What to do
Output the material word for word. Leave each picture out.

◇ ◇ ◇ ◇

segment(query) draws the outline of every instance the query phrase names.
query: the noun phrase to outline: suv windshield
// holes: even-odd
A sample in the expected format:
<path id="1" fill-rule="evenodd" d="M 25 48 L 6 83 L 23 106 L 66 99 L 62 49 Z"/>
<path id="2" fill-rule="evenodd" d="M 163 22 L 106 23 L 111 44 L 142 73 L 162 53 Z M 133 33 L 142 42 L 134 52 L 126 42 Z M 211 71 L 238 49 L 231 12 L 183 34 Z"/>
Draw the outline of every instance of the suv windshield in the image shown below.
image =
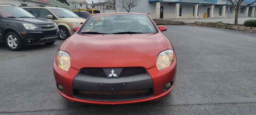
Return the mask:
<path id="1" fill-rule="evenodd" d="M 0 6 L 0 15 L 9 18 L 36 18 L 35 16 L 20 7 Z"/>
<path id="2" fill-rule="evenodd" d="M 108 14 L 92 16 L 87 19 L 81 34 L 156 33 L 156 27 L 146 15 Z"/>
<path id="3" fill-rule="evenodd" d="M 49 9 L 59 18 L 79 17 L 71 11 L 65 8 L 49 8 Z"/>

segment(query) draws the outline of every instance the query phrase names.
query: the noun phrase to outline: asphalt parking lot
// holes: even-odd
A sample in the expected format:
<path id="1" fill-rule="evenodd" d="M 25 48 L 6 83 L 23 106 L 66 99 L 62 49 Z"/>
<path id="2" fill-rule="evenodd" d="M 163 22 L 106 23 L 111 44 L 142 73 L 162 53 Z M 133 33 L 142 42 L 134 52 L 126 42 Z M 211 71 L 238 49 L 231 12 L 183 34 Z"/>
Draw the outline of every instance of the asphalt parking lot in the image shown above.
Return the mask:
<path id="1" fill-rule="evenodd" d="M 0 43 L 0 114 L 237 114 L 256 113 L 256 34 L 167 26 L 175 49 L 175 84 L 155 102 L 119 105 L 74 103 L 57 91 L 52 64 L 59 47 L 10 51 Z"/>

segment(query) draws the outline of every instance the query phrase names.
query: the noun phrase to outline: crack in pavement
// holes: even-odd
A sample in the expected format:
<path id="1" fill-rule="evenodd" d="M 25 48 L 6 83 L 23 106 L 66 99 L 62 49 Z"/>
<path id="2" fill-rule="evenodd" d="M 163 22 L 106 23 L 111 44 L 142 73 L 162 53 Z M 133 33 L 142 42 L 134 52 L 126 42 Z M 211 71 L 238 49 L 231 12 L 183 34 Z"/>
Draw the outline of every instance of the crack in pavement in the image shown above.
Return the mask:
<path id="1" fill-rule="evenodd" d="M 152 107 L 154 106 L 191 106 L 191 105 L 219 105 L 219 104 L 251 104 L 251 103 L 256 103 L 256 102 L 249 102 L 249 103 L 203 103 L 203 104 L 178 104 L 178 105 L 155 105 L 154 106 L 142 106 L 142 107 Z M 134 107 L 133 106 L 126 106 L 125 107 Z M 114 108 L 123 108 L 122 107 L 114 107 Z M 113 107 L 111 107 L 113 109 Z M 32 111 L 14 111 L 14 112 L 8 112 L 8 111 L 0 111 L 1 114 L 8 114 L 8 113 L 25 113 L 25 112 L 36 112 L 44 111 L 65 111 L 65 110 L 84 110 L 82 109 L 50 109 L 48 110 L 38 110 Z"/>

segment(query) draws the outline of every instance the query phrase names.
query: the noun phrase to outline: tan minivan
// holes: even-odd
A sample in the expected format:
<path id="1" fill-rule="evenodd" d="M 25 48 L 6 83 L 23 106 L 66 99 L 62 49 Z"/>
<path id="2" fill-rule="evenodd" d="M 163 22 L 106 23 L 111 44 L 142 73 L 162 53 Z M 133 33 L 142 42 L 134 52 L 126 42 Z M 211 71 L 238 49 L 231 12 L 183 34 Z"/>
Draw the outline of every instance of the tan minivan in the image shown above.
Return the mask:
<path id="1" fill-rule="evenodd" d="M 81 26 L 85 19 L 79 17 L 71 11 L 55 7 L 30 6 L 22 7 L 38 17 L 55 22 L 60 29 L 59 39 L 65 40 L 75 32 L 73 28 Z"/>

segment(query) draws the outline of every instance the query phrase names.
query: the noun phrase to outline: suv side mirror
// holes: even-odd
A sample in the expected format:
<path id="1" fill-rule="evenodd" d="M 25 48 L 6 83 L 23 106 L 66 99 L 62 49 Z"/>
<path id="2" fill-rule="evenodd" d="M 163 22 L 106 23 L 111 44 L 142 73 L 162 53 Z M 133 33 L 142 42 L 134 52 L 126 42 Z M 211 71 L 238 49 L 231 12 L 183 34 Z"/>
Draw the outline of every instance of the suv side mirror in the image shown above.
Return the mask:
<path id="1" fill-rule="evenodd" d="M 53 17 L 52 15 L 47 15 L 47 18 L 50 19 L 53 19 Z"/>
<path id="2" fill-rule="evenodd" d="M 77 31 L 77 30 L 78 30 L 78 29 L 79 29 L 79 27 L 74 27 L 74 28 L 73 28 L 73 31 L 75 32 Z"/>
<path id="3" fill-rule="evenodd" d="M 162 31 L 165 31 L 167 30 L 167 28 L 164 26 L 159 26 L 158 27 L 159 28 L 159 29 L 160 30 L 160 31 L 161 31 L 161 32 Z"/>

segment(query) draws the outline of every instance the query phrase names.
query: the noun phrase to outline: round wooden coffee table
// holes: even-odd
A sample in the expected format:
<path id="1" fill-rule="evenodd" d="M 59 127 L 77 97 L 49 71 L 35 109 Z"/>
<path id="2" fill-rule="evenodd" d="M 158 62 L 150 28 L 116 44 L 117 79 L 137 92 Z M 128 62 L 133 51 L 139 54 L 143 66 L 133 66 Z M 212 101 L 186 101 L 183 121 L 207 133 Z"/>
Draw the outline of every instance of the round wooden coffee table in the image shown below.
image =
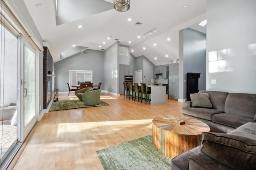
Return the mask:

◇ ◇ ◇ ◇

Finished answer
segment(query) draws the outline of every instance the query phrase names.
query: the noun phrase to outline: suv windshield
// holes: even-odd
A sample in the expected format:
<path id="1" fill-rule="evenodd" d="M 25 48 L 6 83 L 23 106 L 66 99 L 62 49 Z"/>
<path id="2" fill-rule="evenodd" d="M 163 22 L 106 23 L 111 44 L 142 73 L 162 53 Z M 133 33 L 142 42 L 134 52 L 126 42 Z M 211 71 L 238 49 L 231 12 L 183 34 Z"/>
Draw the outline of every instance of the suv windshield in the image shown below.
image =
Return the mask:
<path id="1" fill-rule="evenodd" d="M 0 6 L 0 15 L 9 18 L 36 18 L 35 16 L 20 7 Z"/>
<path id="2" fill-rule="evenodd" d="M 108 14 L 92 16 L 87 19 L 81 34 L 156 33 L 156 27 L 146 15 Z"/>
<path id="3" fill-rule="evenodd" d="M 49 9 L 59 18 L 79 17 L 71 11 L 65 8 L 49 8 Z"/>

segment(query) draws the outline of every instance the query phrase names.
query: the noun phrase to outline: asphalt parking lot
// holes: even-odd
A sample in the expected format:
<path id="1" fill-rule="evenodd" d="M 25 48 L 6 83 L 23 106 L 66 99 L 62 49 Z"/>
<path id="2" fill-rule="evenodd" d="M 163 22 L 106 23 L 111 44 L 142 73 L 162 53 Z M 133 33 L 142 42 L 134 52 L 126 42 Z M 211 71 L 238 49 L 231 12 L 183 34 Z"/>
Draw the outline of every instance of the asphalt parking lot in the image shown above.
Return the mask:
<path id="1" fill-rule="evenodd" d="M 0 43 L 0 114 L 237 114 L 256 113 L 256 34 L 167 26 L 175 49 L 175 84 L 155 102 L 119 105 L 74 103 L 57 91 L 52 64 L 59 47 L 10 51 Z"/>

segment(query) draws the outline of every instance the query phrase names.
query: the noun phrase to outline: crack in pavement
// holes: even-odd
A sample in the expected format:
<path id="1" fill-rule="evenodd" d="M 25 48 L 6 83 L 23 106 L 66 99 L 62 49 Z"/>
<path id="2" fill-rule="evenodd" d="M 163 22 L 106 23 L 111 44 L 142 73 L 162 53 Z M 133 33 L 142 42 L 134 52 L 126 42 Z M 211 71 L 238 49 L 231 12 L 183 34 Z"/>
Draw the outline of every instance of the crack in pavement in the image shown above.
Return the mask:
<path id="1" fill-rule="evenodd" d="M 152 107 L 154 106 L 191 106 L 191 105 L 219 105 L 219 104 L 251 104 L 251 103 L 256 103 L 256 102 L 249 102 L 249 103 L 203 103 L 203 104 L 178 104 L 178 105 L 155 105 L 154 106 L 142 106 L 142 107 Z M 134 107 L 133 106 L 126 106 L 125 107 Z M 114 108 L 123 108 L 122 107 L 114 107 Z M 113 107 L 111 107 L 113 109 Z M 32 111 L 14 111 L 14 112 L 8 112 L 8 111 L 0 111 L 1 114 L 8 114 L 8 113 L 25 113 L 25 112 L 36 112 L 44 111 L 65 111 L 65 110 L 84 110 L 82 109 L 50 109 L 48 110 L 38 110 Z"/>

segment(query) draws the outline of every instance the query phrase names.
query: the noun phrase to outline: tan minivan
// holes: even-odd
A sample in the expected format:
<path id="1" fill-rule="evenodd" d="M 25 48 L 6 83 L 23 106 L 66 99 L 62 49 Z"/>
<path id="2" fill-rule="evenodd" d="M 163 22 L 106 23 L 111 44 L 142 73 L 162 53 Z M 133 33 L 142 42 L 134 52 L 126 42 Z M 211 71 L 238 49 L 231 12 L 183 34 Z"/>
Draw the outline of every instance of the tan minivan in the image shown above.
Return the mask:
<path id="1" fill-rule="evenodd" d="M 81 26 L 85 19 L 79 17 L 71 11 L 55 7 L 30 6 L 22 7 L 38 17 L 55 22 L 60 29 L 59 39 L 65 40 L 75 32 L 73 28 Z"/>

segment(query) draws the outline of every instance the query phrase names.
query: the noun phrase to outline: suv side mirror
// holes: even-odd
A sample in the expected format:
<path id="1" fill-rule="evenodd" d="M 25 48 L 6 83 L 23 106 L 66 99 L 62 49 Z"/>
<path id="2" fill-rule="evenodd" d="M 163 22 L 106 23 L 111 44 L 142 73 L 162 53 Z M 133 33 L 142 42 L 134 52 L 126 42 Z M 211 71 L 238 49 L 231 12 L 183 34 Z"/>
Draw the outline of every instance of the suv side mirror in the image shown above.
Return the mask:
<path id="1" fill-rule="evenodd" d="M 53 17 L 52 15 L 47 15 L 47 18 L 50 19 L 53 19 Z"/>
<path id="2" fill-rule="evenodd" d="M 77 31 L 77 30 L 78 30 L 78 29 L 79 29 L 79 27 L 74 27 L 74 28 L 73 28 L 73 31 L 75 32 Z"/>
<path id="3" fill-rule="evenodd" d="M 162 31 L 165 31 L 167 30 L 167 28 L 164 26 L 159 26 L 158 27 L 159 28 L 159 29 L 160 30 L 160 31 L 161 31 L 161 32 Z"/>

segment(query) draws the outline of every instance the query phrase names.
query: the noun phrase to outline: round wooden coffee table
// holes: even-odd
A sample in the expected format:
<path id="1" fill-rule="evenodd" d="M 59 127 L 77 97 L 49 71 L 35 109 Z"/>
<path id="2" fill-rule="evenodd" d="M 158 62 L 150 28 L 116 44 L 117 79 L 137 92 Z M 128 62 L 133 51 L 139 54 L 143 66 L 133 66 Z M 212 101 L 186 101 L 183 121 L 207 133 Z"/>
Draw the outline of every instance of the round wooden coffee table in the image shown below.
image =
Return the mask:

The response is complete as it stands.